Habitual physical activity was measured objectively by step counting with a pedometer (HJ-321, Omron Healthcare Inc.) and classified into five levels: sedentary (< 5000 steps/day), low active (5000–7499 steps/day), somewhat active (7500–9999 steps/day), active (≥ 10000–12499 steps/day) and highly active (≥ 12500 steps/day) [36]. Participants wore the pedometer for 7 days, attached to the waistband of their clothing during waking hours, except when bathing or swimming. Participants were encouraged not to alter their usual physical habits during the protocol.

Laboratory evaluation

Blood samples were obtained after a 12-hour fast. Plasma glucose level was determined by the glucose-peroxidase enzymatic colorimetric method (Bio Diagnóstica), HbA1C by high-performance liquid chromatography (Merck-Hitachi L-9100, Merck Diagnostica, Darmstadt, Germany; reference range, 4.8–6.0%), total cholesterol and triglycerides by enzymatic colorimetric methods (Merck; Boehringer Mannheim, Buenos Aires, Argentina), and high-density lipoprotein (HDL) by a homogeneous direct method (AutoAnalyzer, ADVIA 1650). Low-density lipoprotein (LDL) cholesterol was calculated using the Friedewald formula (LDL cholesterol = total cholesterol – HDL cholesterol – triglycerides/5).

**DATA EXCERPTS:**
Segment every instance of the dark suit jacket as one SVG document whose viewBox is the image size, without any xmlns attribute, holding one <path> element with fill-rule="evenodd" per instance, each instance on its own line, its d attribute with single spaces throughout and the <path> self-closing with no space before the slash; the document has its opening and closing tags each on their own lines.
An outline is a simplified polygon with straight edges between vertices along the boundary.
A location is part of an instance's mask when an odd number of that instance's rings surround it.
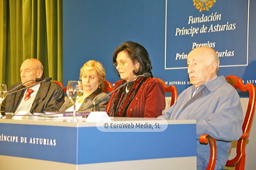
<svg viewBox="0 0 256 170">
<path fill-rule="evenodd" d="M 14 89 L 21 84 L 18 82 L 11 85 L 9 90 Z M 21 86 L 16 90 L 22 88 L 24 86 Z M 24 92 L 25 90 L 23 90 L 7 96 L 1 106 L 1 111 L 14 113 L 23 98 Z M 57 111 L 64 103 L 64 97 L 63 90 L 58 84 L 50 81 L 43 82 L 36 94 L 30 113 Z"/>
</svg>

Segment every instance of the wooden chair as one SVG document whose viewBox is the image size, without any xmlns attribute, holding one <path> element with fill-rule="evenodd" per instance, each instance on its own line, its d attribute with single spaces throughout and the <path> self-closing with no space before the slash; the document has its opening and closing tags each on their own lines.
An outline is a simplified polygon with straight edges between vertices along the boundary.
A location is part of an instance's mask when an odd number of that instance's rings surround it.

**TASKS AND EXERCISES:**
• 1. Answer these about the methods excerpt:
(a) For how many days did participants wear the pedometer?
(b) How long was the fast before blood samples were taken?
(c) What formula was used to calculate LDL cholesterol?
• 2. Print the part of the methods excerpt starting at "Habitual physical activity" and ending at "during the protocol.".

**ANSWERS TO THE TASKS:**
• 1.
(a) 7 days
(b) 12 hours
(c) The Friedewald formula

• 2.
Habitual physical activity was measured objectively by step counting with a pedometer (HJ-321, Omron Healthcare Inc.) and classified into five levels: sedentary (< 5000 steps/day), low active (5000–7499 steps/day), somewhat active (7500–9999 steps/day), active (≥ 10000–12499 steps/day) and highly active (≥ 12500 steps/day) [36]. Participants wore the pedometer for 7 days, attached to the waistband of their clothing during waking hours, except when bathing or swimming. Participants were encouraged not to alter their usual physical habits during the protocol.